**Your assignment**
Begin at the line below that has "The exact mask" and stop after the line that has "box: [372, 315, 457, 497]". Please restate only those lines, word for word.
[[ Input data, beginning ]]
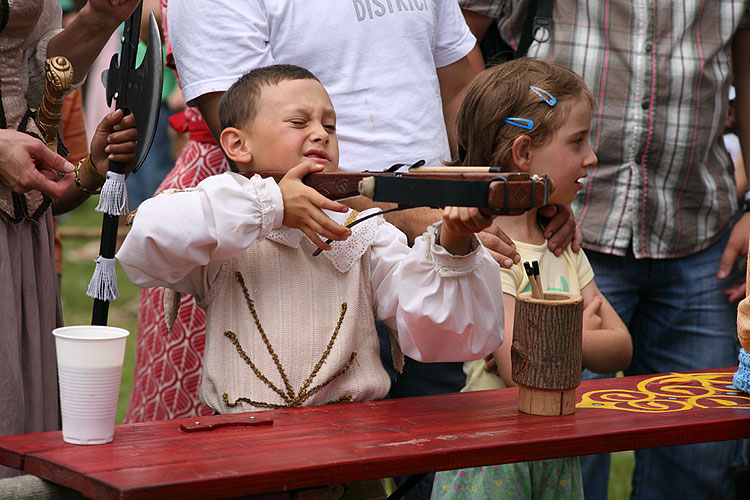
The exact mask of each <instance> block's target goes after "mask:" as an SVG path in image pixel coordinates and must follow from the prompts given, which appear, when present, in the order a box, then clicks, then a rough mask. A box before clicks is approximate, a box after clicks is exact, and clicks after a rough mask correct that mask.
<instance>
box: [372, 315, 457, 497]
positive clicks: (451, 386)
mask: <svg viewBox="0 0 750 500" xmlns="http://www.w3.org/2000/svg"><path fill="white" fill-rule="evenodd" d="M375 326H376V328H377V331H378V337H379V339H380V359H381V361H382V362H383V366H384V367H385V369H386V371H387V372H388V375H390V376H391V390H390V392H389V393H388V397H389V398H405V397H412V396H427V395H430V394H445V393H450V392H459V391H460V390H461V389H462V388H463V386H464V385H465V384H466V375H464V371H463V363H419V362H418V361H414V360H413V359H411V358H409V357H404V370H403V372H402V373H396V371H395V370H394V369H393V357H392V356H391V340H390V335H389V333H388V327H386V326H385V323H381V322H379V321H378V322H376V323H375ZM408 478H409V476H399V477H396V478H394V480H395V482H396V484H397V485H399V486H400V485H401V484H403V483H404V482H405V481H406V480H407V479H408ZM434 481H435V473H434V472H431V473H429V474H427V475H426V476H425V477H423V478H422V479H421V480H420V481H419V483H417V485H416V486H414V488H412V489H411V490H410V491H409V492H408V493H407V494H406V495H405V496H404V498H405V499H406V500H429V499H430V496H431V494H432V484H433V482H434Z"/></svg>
[[ Input data, end ]]
[[ Input data, beginning ]]
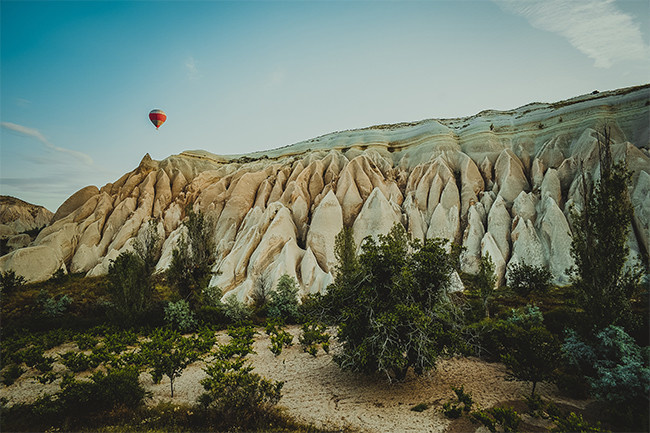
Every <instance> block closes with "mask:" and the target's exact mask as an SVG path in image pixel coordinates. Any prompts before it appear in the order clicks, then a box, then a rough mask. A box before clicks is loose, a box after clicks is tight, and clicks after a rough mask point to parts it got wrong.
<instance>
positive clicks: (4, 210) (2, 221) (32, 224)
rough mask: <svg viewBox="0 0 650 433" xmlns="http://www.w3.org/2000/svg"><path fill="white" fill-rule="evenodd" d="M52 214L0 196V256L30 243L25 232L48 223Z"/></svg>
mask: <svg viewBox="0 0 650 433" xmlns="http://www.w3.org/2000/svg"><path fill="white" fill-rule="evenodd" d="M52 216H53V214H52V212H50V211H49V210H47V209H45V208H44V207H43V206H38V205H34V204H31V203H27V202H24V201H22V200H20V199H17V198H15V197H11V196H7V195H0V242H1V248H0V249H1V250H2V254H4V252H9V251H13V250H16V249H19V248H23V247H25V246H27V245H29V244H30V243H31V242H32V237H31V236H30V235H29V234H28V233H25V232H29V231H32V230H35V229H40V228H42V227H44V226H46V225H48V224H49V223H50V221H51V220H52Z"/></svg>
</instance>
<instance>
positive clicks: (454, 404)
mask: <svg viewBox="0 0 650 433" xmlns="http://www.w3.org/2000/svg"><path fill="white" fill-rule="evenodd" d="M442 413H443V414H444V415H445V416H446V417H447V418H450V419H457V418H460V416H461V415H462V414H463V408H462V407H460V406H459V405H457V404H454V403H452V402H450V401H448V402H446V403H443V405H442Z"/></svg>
[[ Input data, end ]]
[[ Input data, beginning ]]
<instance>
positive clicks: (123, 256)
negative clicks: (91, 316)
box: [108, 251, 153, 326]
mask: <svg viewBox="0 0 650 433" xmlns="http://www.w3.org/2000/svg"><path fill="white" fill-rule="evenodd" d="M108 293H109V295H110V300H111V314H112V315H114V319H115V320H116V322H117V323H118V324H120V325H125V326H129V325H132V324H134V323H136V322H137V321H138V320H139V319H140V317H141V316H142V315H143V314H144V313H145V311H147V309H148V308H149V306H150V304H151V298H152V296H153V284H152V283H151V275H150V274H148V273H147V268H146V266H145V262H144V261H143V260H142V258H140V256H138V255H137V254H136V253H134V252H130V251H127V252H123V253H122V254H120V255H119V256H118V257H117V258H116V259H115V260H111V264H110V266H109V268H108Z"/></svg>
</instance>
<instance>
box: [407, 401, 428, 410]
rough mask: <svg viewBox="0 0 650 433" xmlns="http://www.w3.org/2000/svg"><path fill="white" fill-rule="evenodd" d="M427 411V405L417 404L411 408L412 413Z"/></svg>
[[ Input data, end ]]
**Solved exercise**
The exact mask of each <instance> block's target goes after "mask:" as an SVG path in image pixel coordinates and must follow from the prompts given, which appear, when present, in the order a box, then clicks, then a rough mask. A box before clicks is approximate, a box after clicks is exact, and clicks after a rough mask correct that mask.
<instance>
box: [372, 315, 457, 497]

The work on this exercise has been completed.